• _Text provided_
%%
IMF and Energy Pirates Made Brazil's
Electricity Crisis, `California Style'

by Nilder Costa

[PDF version of this article]

The following history of the systematic takedown of the Brazilian national electricity industry, was first published in the June 4-11 issue of EIR's Portuguese-language weekly, Alerta Científico e Ambiental.

The current chaotic state of the Brazilian electricity grid has brought the country to the most predictable and catastrophic energy crisis ever suffered by the population during peacetime, imposing a drastic, yet merely palliative 20% cut in general electricity consumption, which will bring grave and unforeseeable damage to the national economy.

In reality, as we show below, the energy crisis constitutes a "loss of control" of the "controlled disintegration" model adopted for the Brazilian electrical industry by President Fernando Henrique Cardoso's government. He complied with accords reached with the Anglo-American establishment, by which the flow of dollars into Brazil would be maintained, in exchange for handing over the state electrical, telecommunications, and other companies.

The model's underlying premise, is that the Brazilian energy grid would be modified to allow the "natural gas cartel" of Enron and other energy multinationals linked to the Bush family, to play a central role in supplying electricity to Brazil. Imposing the gas cartel on Brazil, in turn, is but the cutting edge of the hoped-for "Energy Free Trade Area of the Americas" (Energy FTAA) pushed by the U.S. State Department.

As is his wont, President Cardoso is attempting to avoid his responsibility for the crisis, taking refuge in extemporaneous arguments of the sort that he made shortly before the collapse of the national currency, the real. This he blamed upon "the international financial crisis." Now, he blames the energy crisis on "St. Peter's moods," which did not bring the desired amount of rain. In both cases, Cardoso had made a very risky bet, to put off long-forecast crises until after the Presidential elections of 1998 and 2002, respectively.[1]

Cardoso was re-elected in 1998, but he lost the bet, throwing the country into a grave monetary crisis, whose "solution" had embedded within it, the embryo of the current energy disaster. Under an agreement signed with the International Monetary Fund (IMF) in 1999, the state electrical companies, which control the generation and transmission of electricity in the country (its distribution was already privatized), were tacitly prohibited from making new investments, because any such investments would have to be counted as part of the public deficit, thus endangering the government's ability to meet the sacrosant primary surplus. (The requirement that Brazil generate a "primary" budget surplus—i.e., excluding debt service payments—is the the central conditionality of the 1999 IMF agreement.)
%%
• _Record extracts_
%%
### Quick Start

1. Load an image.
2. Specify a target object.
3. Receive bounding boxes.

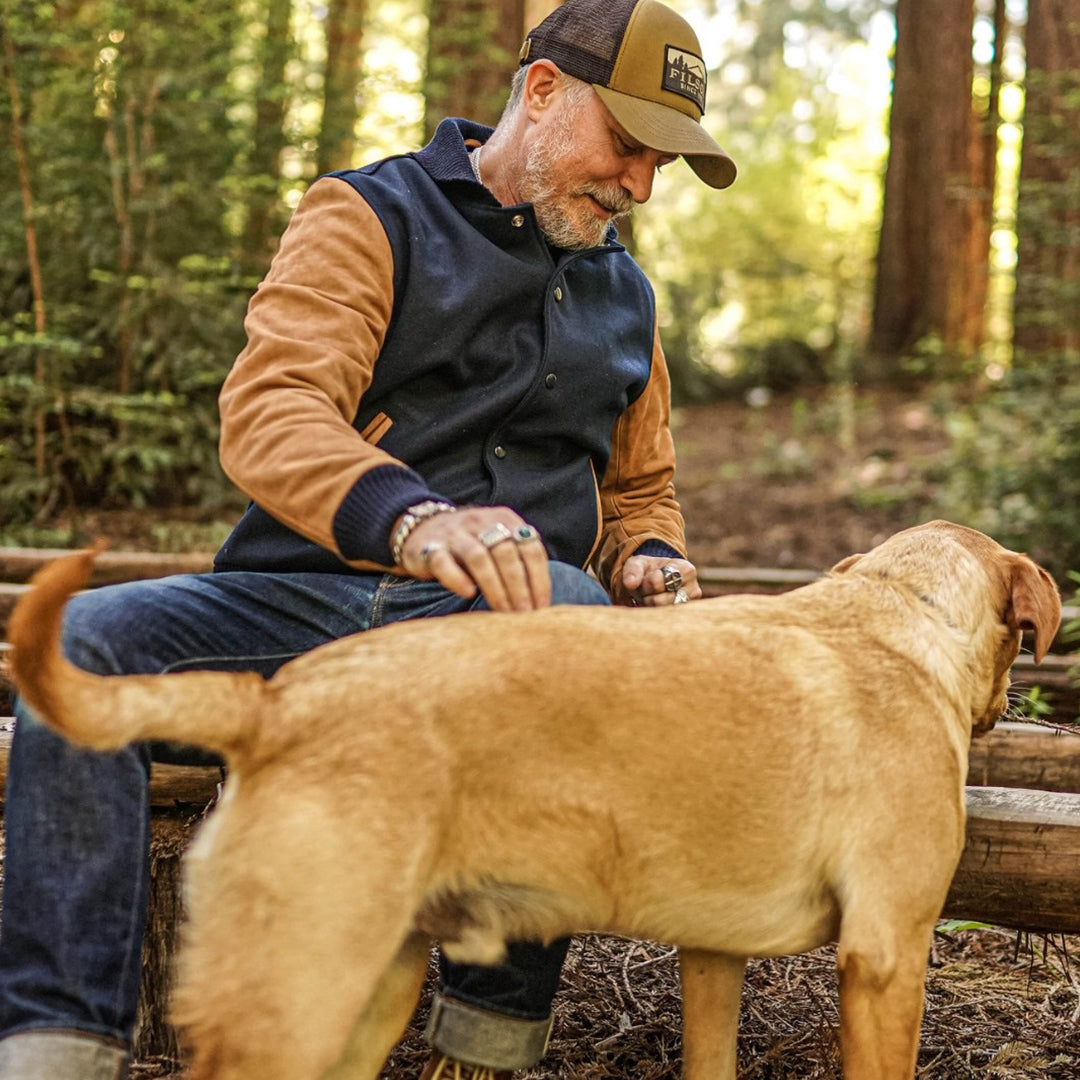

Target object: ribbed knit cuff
[634,540,686,558]
[334,465,451,566]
%%
• _Stated problem 1_
In the article on Brazil's electricity crisis, what percentage cut in general electricity consumption was imposed?
• _Stated problem 2_
Please extend the article on Brazil's electricity crisis from where it stops.

• _Reply 1_
A 20% cut.

• _Reply 2_
It is important to emphasize that this conditionality also had a dramatic effect on other vital areas of national infrastructure which are the state's responsibility. To get an idea of the brutal financial dictatorship imposed by the government's economic team, in its eagerness to achieve the goal of a primary surplus, look at the percentage of the budget actually allocated for the Ministries of Transport, Communications, and Mines and Energy, as compared to what had been initially appropriated for these three ministries: In 1999, 80% was paid; in 2000, 34%; and, in the first five months of 2001, 3%. The status of Brazil's highways, for example, is so precarious that Transport Minister Eliseu Padilha, himself, has already warned of a highway "blackout." This year, only 0.82% of his respective budget has been released!

In December 1999, the country escaped electricity rationing by only a hair, when the reservoirs of the Rio Grande and Parnaíba basins, which supply the Brazilian industrial heartland, reached their lowest levels in the 70 years since Eletrobrás began collecting data on water supply. Brazil avoided rationing, when the rains became abnormally heavy, and the crisis was put off for a year.

At the beginning of 2001, Cardoso bet again on the Summer rains, and lost, throwing the country into a crisis which is going to make Brazil "lose three or four years of development," according to the unimpeachable Luiz Carlos Mendonça de Barros, former minister and member of Cardoso's political group, for whom "it is unacceptable that [the energy crisis] occurred." Without a doubt, Mendonça de Barros's discontent stems from the fact that the supremely unpopular electricity rationing—which will worsen over the coming months, and can be expected to be repeated next year, when general elections are scheduled—shall form the counterpoint of the final requiem for Cardoso and his political group, whose initial project was to remain in power for at least 20 years.

The 'Saudi Arabia' of Electricity

Before analyzing the process of "controlled disintegration" of the Brazilian electrical industry, it is necessary to understand some of its structural and operational characteristics. Decades ago, the industry's experts referred to Brazil as the "Saudi Arabia" of electricity, because nature had endowed the country with the mighty rivers of the plateau—the Cerrado or Central Plateau—which flow both in the general northerly direction (the Amazon, Tocantins, and São Francisco basins), and to the south (the Rio de la Plata basin). Once dammed in cascade, these rivers generate the cheapest energy in the world: The average cost of electricity produced by the most recently built hydroelectric plants is in the range of $16 per megawatt-hour, and, for those whose construction cost has already been paid off, half of that.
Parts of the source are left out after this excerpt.